> [INSTRUCTIONS TO FOLLOW]:
Please relabel the material below by changing "Mark every single" to "Outline each" everywhere it occurs, keeping everything else the same and leaving the pictures out of your answer.

◇ ◇ ◇ ◇ ◇ ◇ ◇

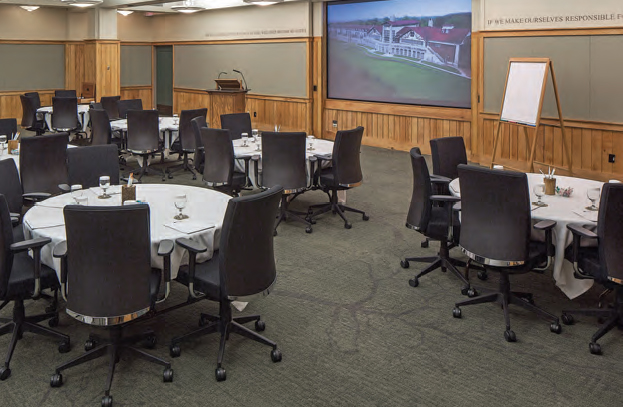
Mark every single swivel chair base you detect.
[0,300,70,380]
[561,287,623,355]
[452,271,562,342]
[50,326,173,407]
[169,301,282,382]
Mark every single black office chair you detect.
[50,205,174,407]
[126,111,166,181]
[201,127,247,195]
[221,113,253,140]
[0,195,69,380]
[0,119,17,140]
[117,99,143,119]
[19,95,45,136]
[561,184,623,355]
[19,133,69,198]
[260,132,312,236]
[100,96,120,120]
[307,126,370,229]
[170,186,283,381]
[190,116,208,174]
[400,147,477,297]
[169,108,208,179]
[54,89,78,98]
[52,97,82,138]
[452,164,562,342]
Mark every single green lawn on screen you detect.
[329,40,471,106]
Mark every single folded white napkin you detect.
[164,220,214,234]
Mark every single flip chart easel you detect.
[490,58,573,173]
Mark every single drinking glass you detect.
[586,188,600,211]
[71,184,83,204]
[532,184,547,206]
[307,134,316,151]
[98,175,110,199]
[173,194,188,220]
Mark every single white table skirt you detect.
[450,174,603,299]
[23,184,231,279]
[37,105,90,131]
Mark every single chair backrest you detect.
[178,108,208,152]
[63,205,151,325]
[596,183,623,284]
[459,164,532,266]
[407,147,433,233]
[200,127,234,186]
[262,132,307,194]
[24,92,41,110]
[19,133,69,194]
[52,97,78,131]
[100,96,121,120]
[0,195,13,300]
[332,126,363,187]
[219,186,283,297]
[117,99,143,119]
[0,159,23,217]
[89,109,112,145]
[127,110,160,153]
[67,144,119,188]
[19,95,38,128]
[430,137,467,179]
[221,113,252,140]
[54,89,77,98]
[0,119,17,140]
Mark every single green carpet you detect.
[0,147,623,407]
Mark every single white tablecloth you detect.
[37,105,90,131]
[24,184,231,284]
[450,174,603,299]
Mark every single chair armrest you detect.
[430,195,461,202]
[533,220,556,230]
[11,237,52,253]
[567,223,597,239]
[175,237,208,254]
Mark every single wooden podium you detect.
[208,79,248,129]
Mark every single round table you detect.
[23,184,231,279]
[450,174,603,298]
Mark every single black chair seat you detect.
[176,260,221,301]
[5,252,58,299]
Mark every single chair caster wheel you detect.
[58,340,71,353]
[0,366,11,381]
[504,329,517,342]
[549,322,562,334]
[143,334,158,349]
[270,349,281,363]
[84,339,97,352]
[214,367,227,382]
[560,314,575,325]
[48,315,58,328]
[50,373,63,387]
[588,342,601,356]
[162,367,173,383]
[169,343,182,358]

◇ ◇ ◇ ◇ ◇ ◇ ◇

> [OUTPUT BELOW]:
Outline each swivel chair base you detect.
[0,300,70,380]
[561,287,623,355]
[452,271,562,342]
[50,326,173,407]
[169,301,282,382]
Outline each black office chair you detect.
[50,205,174,407]
[126,111,166,181]
[201,127,247,195]
[221,113,253,140]
[0,195,69,380]
[0,119,17,140]
[117,99,143,119]
[19,95,45,136]
[561,184,623,355]
[19,133,69,198]
[260,132,312,236]
[100,96,120,120]
[307,126,370,229]
[170,186,283,381]
[190,116,208,174]
[400,147,477,297]
[169,108,208,179]
[54,89,78,98]
[52,97,82,138]
[452,164,562,342]
Outline each green lawn on screen you detect.
[329,40,471,106]
Outline each folded white napkin you detect.
[164,220,214,234]
Outline each flip chart easel you detect.
[490,58,573,173]
Outline each drinking glass you detect.
[586,188,600,211]
[71,184,83,204]
[532,184,547,206]
[307,134,316,151]
[98,175,110,199]
[173,194,188,220]
Outline each white table skirt you detect.
[450,174,603,299]
[23,184,231,279]
[37,105,90,131]
Outline each chair backrest you detect.
[178,108,208,152]
[63,205,151,325]
[596,183,623,284]
[459,164,532,266]
[407,147,433,233]
[200,127,234,186]
[262,132,307,194]
[24,92,41,110]
[19,133,69,194]
[52,97,78,131]
[100,96,121,120]
[0,195,13,300]
[332,126,363,187]
[219,186,283,297]
[117,99,143,119]
[0,159,23,217]
[89,109,112,145]
[127,110,160,153]
[67,144,119,188]
[19,95,38,128]
[430,137,467,179]
[221,113,252,140]
[54,89,77,98]
[0,119,17,140]
Outline each green carpet you detect.
[0,147,623,407]
Outline each white tablecloth you detect.
[37,105,90,131]
[24,184,231,284]
[450,174,603,299]
Outline each chair armrest you detect.
[430,195,461,202]
[533,220,556,230]
[11,237,52,253]
[567,223,597,239]
[175,237,208,254]
Outline each wooden podium you detect.
[208,79,248,129]
Outline each round table you detect.
[23,184,231,279]
[450,174,603,298]
Outline each black chair seat you detect.
[176,260,221,301]
[5,252,58,299]
Outline each chair caster wheel you detect.
[58,340,71,353]
[0,366,11,381]
[504,329,517,342]
[549,322,562,334]
[143,334,158,349]
[270,349,281,363]
[84,339,97,352]
[214,367,227,382]
[560,314,575,325]
[48,315,58,328]
[50,373,63,387]
[588,342,601,356]
[162,367,173,383]
[169,343,182,358]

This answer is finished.